Point placement records
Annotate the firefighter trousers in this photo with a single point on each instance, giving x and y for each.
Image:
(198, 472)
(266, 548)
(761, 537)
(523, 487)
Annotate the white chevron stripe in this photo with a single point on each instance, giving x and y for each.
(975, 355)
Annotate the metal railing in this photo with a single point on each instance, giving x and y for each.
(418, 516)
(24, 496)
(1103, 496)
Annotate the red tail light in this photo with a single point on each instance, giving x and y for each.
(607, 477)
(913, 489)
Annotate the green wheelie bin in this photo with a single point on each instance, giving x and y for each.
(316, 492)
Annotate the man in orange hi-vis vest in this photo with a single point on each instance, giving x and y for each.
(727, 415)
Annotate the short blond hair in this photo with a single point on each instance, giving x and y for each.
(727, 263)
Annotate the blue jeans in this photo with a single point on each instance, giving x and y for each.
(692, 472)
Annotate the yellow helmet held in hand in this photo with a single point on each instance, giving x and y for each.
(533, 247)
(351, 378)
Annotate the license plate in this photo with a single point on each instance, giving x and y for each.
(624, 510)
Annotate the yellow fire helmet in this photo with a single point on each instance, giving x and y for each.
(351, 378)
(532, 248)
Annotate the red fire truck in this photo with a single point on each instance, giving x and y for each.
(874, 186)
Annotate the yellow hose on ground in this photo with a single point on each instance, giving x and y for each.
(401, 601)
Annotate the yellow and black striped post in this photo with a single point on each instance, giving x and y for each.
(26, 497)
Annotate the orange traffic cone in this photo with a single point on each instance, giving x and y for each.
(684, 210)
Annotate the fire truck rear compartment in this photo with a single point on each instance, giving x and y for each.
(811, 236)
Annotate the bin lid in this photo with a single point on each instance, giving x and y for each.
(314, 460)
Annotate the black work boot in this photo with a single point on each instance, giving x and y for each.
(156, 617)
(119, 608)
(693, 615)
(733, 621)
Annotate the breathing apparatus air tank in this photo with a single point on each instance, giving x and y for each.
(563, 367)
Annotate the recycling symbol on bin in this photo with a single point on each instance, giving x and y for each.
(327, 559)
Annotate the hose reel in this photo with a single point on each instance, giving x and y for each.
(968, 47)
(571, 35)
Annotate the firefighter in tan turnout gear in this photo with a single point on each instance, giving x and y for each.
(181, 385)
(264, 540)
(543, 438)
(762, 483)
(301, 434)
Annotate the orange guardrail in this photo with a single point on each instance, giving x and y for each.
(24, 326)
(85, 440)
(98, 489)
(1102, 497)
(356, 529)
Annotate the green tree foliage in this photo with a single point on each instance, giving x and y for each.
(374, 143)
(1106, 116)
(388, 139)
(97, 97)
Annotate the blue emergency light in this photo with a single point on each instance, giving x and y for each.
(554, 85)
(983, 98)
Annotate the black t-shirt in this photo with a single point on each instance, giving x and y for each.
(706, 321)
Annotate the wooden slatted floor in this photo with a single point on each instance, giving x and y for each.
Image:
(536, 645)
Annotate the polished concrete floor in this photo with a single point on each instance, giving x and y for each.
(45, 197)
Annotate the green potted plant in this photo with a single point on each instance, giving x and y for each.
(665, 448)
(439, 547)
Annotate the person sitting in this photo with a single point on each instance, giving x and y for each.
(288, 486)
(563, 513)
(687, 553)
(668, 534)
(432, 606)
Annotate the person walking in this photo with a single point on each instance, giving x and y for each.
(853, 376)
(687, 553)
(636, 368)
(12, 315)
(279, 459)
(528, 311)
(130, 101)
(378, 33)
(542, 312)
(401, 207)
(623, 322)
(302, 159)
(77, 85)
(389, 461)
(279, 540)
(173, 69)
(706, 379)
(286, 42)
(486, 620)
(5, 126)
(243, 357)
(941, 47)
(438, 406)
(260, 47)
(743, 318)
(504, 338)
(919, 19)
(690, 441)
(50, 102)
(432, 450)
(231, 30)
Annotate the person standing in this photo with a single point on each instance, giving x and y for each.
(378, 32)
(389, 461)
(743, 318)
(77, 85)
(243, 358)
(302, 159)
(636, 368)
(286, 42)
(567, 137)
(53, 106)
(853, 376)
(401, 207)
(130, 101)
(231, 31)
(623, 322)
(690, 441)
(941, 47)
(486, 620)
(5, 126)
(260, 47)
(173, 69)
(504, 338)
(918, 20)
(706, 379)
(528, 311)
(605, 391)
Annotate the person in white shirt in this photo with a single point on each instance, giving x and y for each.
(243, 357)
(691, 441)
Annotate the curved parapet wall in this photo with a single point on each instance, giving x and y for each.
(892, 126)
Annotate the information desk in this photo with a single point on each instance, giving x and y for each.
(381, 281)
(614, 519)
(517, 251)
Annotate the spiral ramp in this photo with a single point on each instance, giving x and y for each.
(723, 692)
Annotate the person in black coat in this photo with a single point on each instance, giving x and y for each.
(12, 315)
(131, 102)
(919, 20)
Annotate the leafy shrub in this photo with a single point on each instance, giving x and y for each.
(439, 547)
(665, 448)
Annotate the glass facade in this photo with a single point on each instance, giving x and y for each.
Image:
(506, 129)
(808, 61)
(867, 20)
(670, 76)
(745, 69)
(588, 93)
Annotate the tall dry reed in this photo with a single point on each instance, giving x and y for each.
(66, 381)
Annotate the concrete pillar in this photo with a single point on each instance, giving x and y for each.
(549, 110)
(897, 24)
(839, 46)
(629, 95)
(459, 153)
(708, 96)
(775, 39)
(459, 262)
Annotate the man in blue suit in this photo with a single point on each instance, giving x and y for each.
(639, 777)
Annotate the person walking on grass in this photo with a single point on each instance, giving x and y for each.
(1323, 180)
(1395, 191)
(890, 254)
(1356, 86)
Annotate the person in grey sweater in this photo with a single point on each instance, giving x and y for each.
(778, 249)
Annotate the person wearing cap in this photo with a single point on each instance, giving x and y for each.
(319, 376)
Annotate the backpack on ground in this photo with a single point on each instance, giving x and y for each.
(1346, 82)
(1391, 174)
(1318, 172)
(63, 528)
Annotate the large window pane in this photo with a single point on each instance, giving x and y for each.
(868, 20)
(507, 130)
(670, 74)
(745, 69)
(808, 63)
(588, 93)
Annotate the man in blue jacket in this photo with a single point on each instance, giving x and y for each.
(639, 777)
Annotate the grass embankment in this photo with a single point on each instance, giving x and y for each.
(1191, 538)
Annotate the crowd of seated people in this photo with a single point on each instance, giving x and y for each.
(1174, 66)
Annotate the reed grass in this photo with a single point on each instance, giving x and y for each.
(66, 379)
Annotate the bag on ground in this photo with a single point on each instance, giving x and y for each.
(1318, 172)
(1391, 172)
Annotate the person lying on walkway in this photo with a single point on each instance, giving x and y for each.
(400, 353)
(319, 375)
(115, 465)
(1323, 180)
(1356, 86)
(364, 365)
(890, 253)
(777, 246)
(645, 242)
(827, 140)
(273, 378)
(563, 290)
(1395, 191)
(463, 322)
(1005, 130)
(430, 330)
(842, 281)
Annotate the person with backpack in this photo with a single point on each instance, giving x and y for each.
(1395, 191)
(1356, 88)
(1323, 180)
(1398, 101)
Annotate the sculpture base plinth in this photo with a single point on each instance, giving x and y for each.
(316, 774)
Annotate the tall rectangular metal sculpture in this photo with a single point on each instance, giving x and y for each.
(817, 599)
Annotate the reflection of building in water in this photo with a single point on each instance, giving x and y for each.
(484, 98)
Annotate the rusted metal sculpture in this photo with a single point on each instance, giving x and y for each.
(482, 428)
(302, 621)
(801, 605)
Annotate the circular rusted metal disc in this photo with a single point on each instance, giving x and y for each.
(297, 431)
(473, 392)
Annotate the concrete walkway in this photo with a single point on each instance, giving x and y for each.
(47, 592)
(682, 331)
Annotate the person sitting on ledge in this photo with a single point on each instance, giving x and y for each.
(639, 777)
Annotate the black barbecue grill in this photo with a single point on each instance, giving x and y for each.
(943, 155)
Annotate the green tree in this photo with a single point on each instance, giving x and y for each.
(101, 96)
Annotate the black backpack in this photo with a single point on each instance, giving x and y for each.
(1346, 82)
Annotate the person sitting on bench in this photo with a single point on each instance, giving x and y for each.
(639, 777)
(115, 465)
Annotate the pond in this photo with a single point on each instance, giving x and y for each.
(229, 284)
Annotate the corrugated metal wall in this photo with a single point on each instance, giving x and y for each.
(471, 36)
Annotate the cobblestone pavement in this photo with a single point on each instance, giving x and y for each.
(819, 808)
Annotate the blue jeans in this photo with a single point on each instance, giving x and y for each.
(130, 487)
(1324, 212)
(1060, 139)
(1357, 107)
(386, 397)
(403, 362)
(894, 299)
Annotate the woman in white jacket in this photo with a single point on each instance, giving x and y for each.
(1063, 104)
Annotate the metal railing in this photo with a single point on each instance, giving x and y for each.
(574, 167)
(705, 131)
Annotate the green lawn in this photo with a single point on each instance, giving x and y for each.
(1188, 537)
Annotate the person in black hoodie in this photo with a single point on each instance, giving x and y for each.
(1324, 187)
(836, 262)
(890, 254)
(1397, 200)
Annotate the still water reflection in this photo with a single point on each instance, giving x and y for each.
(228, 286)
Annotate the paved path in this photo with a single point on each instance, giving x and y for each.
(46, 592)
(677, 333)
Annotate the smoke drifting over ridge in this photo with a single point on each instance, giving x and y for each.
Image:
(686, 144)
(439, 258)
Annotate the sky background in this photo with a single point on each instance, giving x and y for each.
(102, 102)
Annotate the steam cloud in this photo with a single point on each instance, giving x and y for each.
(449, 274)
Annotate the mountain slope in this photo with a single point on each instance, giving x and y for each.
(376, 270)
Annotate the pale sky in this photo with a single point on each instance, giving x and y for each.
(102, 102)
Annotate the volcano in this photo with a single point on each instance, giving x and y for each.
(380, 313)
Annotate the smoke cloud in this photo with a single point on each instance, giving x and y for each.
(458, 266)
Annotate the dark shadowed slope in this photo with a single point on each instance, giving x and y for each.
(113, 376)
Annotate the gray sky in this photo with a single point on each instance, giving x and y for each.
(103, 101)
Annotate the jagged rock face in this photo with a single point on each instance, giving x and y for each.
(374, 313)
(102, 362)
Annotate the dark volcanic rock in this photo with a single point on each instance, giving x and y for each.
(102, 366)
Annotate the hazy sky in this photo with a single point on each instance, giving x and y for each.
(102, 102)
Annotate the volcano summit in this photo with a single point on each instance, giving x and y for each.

### Given instruction
Repeat the lines from the one containing "Annotate the dark shadowed" through the end of the listing, exactly and without any other lines; both ends are included.

### Written answer
Annotate the dark shadowed slope in this photo with a single point on each instance, giving x and y for each.
(113, 376)
Annotate the gray sky in this photo with a single point on each instance, giving x and y for each.
(103, 101)
Annotate the jagged rock face in this photo with a single point on each instance, giving x and y for each.
(374, 313)
(102, 362)
Annotate the dark volcanic rock in this photo with a single point on each instance, giving x and y for each.
(102, 366)
Annotate the hazy sky in this photo with a single point on each instance, giving x and y for each.
(102, 102)
Annotate the volcano summit in this photo with a single point on each instance, giving x and y for each.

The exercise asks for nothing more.